→ **TEXT**:
- Opening Delimiter -
The Voice for Companion Animals: An Interview With Steve Dale
Steve Dale, a certified dog and cat behavior consultant, is the author of the syndicated newspaper column My Pet World (Tribune Media Services); host of nationally syndicated radio programs Steve Dale’s Pet World and The Pet Minute with Steve Dale; the pet expert at WGN Radio, Chicago; and a contributing editor for USA Weekend. A familiar face to those in the veterinary world, it was a pleasure to learn more about his enthusiastic commitment to pet welfare. Dr. Jack O. Walther, DVM, and former president of AVMA said it best: “The animals of America have no better friend!”
What motivated you to become a journalist specializing in pets and their people?
I always wanted to pursue a television, radio, or newspaper career. My first media job—as a radio DJ in Chicago—left my afternoons free, which led to writing for a suburban Chicago newspaper, covering everything from board meetings to fires to sports. Eventually I began working the celebrity beat for the Chicago Tribune. I found that many celebrity interviews contained more discussion about their cats or dogs than the movies they were promoting.
I have always loved animals and found myself writing more and more features about them, particularly companion animals. This led to invitations to write for other publications, such as Dog Fancy and Dog World. I wrote about pets and owners, benefits and events, shelters and organizations, dog breeds, toughest pets to own, and many other topics close to the hearts of pet caregivers.
Why did you become an animal behavior consultant?
Animal behavior is the area that resonates the most with readers and listeners—about 70% of the questions I receive are related to behavior. My belief is that behavior problems are the number one cause of companion animal deaths; so many are euthanized due to undesirable behaviors.
I’ve had two pets that have greatly influenced my views on animal behavior, not to mention changed my life: Chaser, a female Brittany afraid of everything from people to fire hydrants, became a social and playful dog; Ricky, a Devon rex cat, matured into a skillful piano player. Both were pets that thrived in an environment that catered to their individual needs and abilities.
My pet journalism interactions and personal experiences led to certification by the International Association of Animal Behavior Consultants (iaabc.org). I often refer pet owners to American College of Veterinary Behaviorists (dacvb.org) board-certified specialists. There is a great need for board-certified veterinary behaviorists—there are only approximately 54 in the U.S., with some working in academia or industry instead of directly with pets and owners.
Tell us about the work you do to promote animal welfare.
I am involved with a number of organizations and passionate about all of them. I have served on the American Humane Association (americanhumane.org) board for six years. I love this organization for two reasons: (1) it focuses on animal welfare rather than promoting an agenda and (2) it is a science-based organization, which appeals to me.
I helped found the CATalyst Council (catalystcouncil.org) in order to elevate the status of cats: Cats are the Rodney Dangerfield of pets—they get no respect! Compared to dogs, cats are more often relinquished to shelters, less likely to receive veterinary care or be microchipped, and perhaps more likely to be abused.
- Closing Delimiter -
→ **DATA FOR REVIEW**:
- Opening Delimiter -
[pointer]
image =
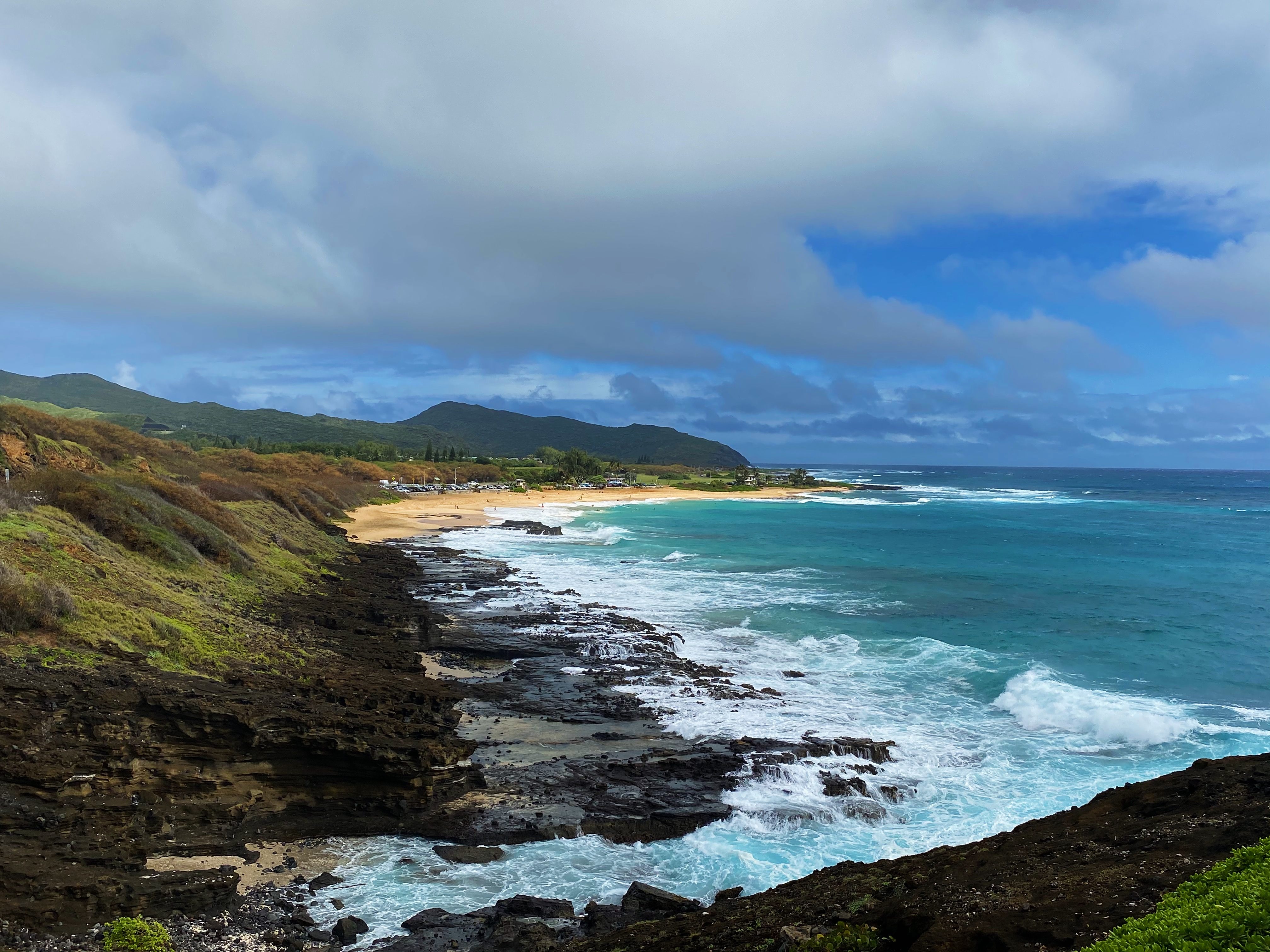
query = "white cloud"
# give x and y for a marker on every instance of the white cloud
- Closing Delimiter -
- Opening Delimiter -
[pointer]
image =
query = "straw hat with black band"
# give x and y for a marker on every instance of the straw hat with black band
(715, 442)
- Closing Delimiter -
→ **TASK SET**:
**a)** Edit the Steve Dale interview by giving the passage again, starting with "My pet journalism" and going on through "promote animal welfare.", with "academia" replaced by "universities".
**b)** Decide whether each statement agrees with the Steve Dale interview, answering yes or no and quoting the words that settle it: (i) Steve Dale has served on the American Humane Association board for six years. (ii) Chaser was a Devon rex cat. (iii) About 70% of the questions Steve Dale receives concern behavior.

→ **PER-TASK OUTPUTS**:
**a)**
My pet journalism interactions and personal experiences led to certification by the International Association of Animal Behavior Consultants (iaabc.org). I often refer pet owners to American College of Veterinary Behaviorists (dacvb.org) board-certified specialists. There is a great need for board-certified veterinary behaviorists—there are only approximately 54 in the U.S., with some working in universities or industry instead of directly with pets and owners.
Tell us about the work you do to promote animal welfare.

**b)**
(i) Yes: "I have served on the American Humane Association (americanhumane.org) board for six years."
(ii) No: "Chaser, a female Brittany afraid of everything from people to fire hydrants"
(iii) Yes: "about 70% of the questions I receive are related to behavior"